▶ [WHAT NEEDS TO BE DONE]: Arrange every line of the rows below as a Markdown table with two columns, No and Text. Put the line's number in No and the line itself in Text, and leave out blank lines.

== GIVEN RECORDS ==

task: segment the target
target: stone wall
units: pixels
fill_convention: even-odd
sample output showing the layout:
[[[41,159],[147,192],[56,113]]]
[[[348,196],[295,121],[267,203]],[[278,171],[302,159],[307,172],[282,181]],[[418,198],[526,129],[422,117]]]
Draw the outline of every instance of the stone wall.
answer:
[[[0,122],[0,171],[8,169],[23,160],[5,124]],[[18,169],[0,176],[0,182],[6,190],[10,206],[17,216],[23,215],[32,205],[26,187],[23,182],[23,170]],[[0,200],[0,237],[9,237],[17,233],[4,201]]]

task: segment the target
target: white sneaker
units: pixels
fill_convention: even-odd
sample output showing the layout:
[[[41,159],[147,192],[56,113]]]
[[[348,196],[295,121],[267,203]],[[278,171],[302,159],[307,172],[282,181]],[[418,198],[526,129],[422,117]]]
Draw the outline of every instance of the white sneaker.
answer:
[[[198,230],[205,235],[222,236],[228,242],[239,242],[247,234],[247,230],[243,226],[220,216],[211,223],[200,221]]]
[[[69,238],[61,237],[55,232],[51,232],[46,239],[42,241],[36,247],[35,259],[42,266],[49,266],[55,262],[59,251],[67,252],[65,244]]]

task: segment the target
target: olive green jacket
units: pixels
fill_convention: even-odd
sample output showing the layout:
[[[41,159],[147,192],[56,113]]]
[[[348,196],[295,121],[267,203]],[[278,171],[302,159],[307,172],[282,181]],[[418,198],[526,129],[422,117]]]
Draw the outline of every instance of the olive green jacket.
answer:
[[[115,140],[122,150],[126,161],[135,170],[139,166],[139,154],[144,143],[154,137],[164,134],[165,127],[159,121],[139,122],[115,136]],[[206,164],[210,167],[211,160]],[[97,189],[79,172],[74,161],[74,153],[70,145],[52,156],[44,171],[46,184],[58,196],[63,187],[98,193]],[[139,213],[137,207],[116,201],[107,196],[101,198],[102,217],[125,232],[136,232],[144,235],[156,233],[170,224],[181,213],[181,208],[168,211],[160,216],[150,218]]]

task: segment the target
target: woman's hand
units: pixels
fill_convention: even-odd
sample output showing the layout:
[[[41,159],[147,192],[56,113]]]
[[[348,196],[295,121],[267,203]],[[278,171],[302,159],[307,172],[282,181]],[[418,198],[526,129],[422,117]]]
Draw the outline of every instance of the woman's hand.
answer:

===

▶ [EXPECTED ANSWER]:
| No | Text |
|---|---|
| 1 | task: segment the target |
| 2 | target: stone wall |
| 3 | units: pixels |
| 4 | fill_convention: even-odd |
| 5 | sample output showing the layout: |
| 6 | [[[41,159],[147,192],[56,113]]] |
| 7 | [[[348,196],[295,121],[267,203]],[[278,171],[302,159],[307,172],[282,181]],[[418,198],[526,129],[422,117]]] |
| 8 | Draw the outline of every instance of the stone wall. |
| 9 | answer: |
| 10 | [[[0,122],[0,171],[8,169],[23,160],[5,124]],[[18,169],[0,176],[0,182],[6,190],[10,206],[17,216],[23,215],[32,205],[26,187],[23,182],[23,170]],[[0,200],[0,237],[9,237],[17,233],[4,201]]] |
| 11 | task: segment the target |
| 12 | target: white sneaker |
| 13 | units: pixels |
| 14 | fill_convention: even-odd |
| 15 | sample output showing the layout: |
| 16 | [[[41,159],[147,192],[56,113]]] |
| 17 | [[[348,196],[295,121],[267,203]],[[278,171],[302,159],[307,172],[282,181]],[[418,198],[526,129],[422,117]]] |
| 18 | Draw the outline of every instance of the white sneaker. |
| 19 | answer: |
| 20 | [[[198,230],[205,235],[222,236],[228,242],[239,242],[247,234],[247,230],[243,226],[220,216],[211,223],[200,221]]] |
| 21 | [[[69,238],[61,237],[55,232],[51,232],[46,239],[42,241],[36,247],[35,259],[42,266],[49,266],[55,262],[59,251],[67,252],[65,244]]] |
| 22 | task: segment the target |
| 23 | target: olive green jacket |
| 24 | units: pixels |
| 25 | fill_convention: even-odd |
| 26 | sample output showing the layout: |
| 27 | [[[41,159],[147,192],[56,113]]] |
| 28 | [[[348,196],[295,121],[267,203]],[[278,171],[302,159],[307,172],[282,181]],[[418,198],[526,129],[422,117]]] |
| 29 | Draw the outline of every instance of the olive green jacket. |
| 30 | answer: |
| 31 | [[[115,140],[122,150],[126,161],[135,170],[139,166],[139,154],[144,143],[154,137],[164,134],[165,127],[159,121],[139,122],[115,136]],[[206,164],[210,167],[211,160]],[[97,189],[79,172],[74,161],[74,153],[70,145],[52,156],[44,171],[46,184],[58,196],[63,187],[98,193]],[[139,213],[137,207],[116,201],[107,196],[101,198],[102,217],[125,232],[136,232],[144,235],[156,233],[170,224],[181,213],[181,208],[168,211],[160,216],[150,218]]] |
| 32 | task: segment the target |
| 33 | target: woman's hand |
| 34 | units: pixels |
| 35 | fill_convention: even-odd |
| 36 | sample output showing the layout: |
| 37 | [[[41,159],[147,192],[56,113]]] |
| 38 | [[[348,196],[295,121],[267,203]],[[278,171],[302,159],[307,172],[282,181]],[[418,198],[526,129],[422,117]]] |
| 39 | Draw the outline of every instance of the woman's hand. |
| 40 | answer: |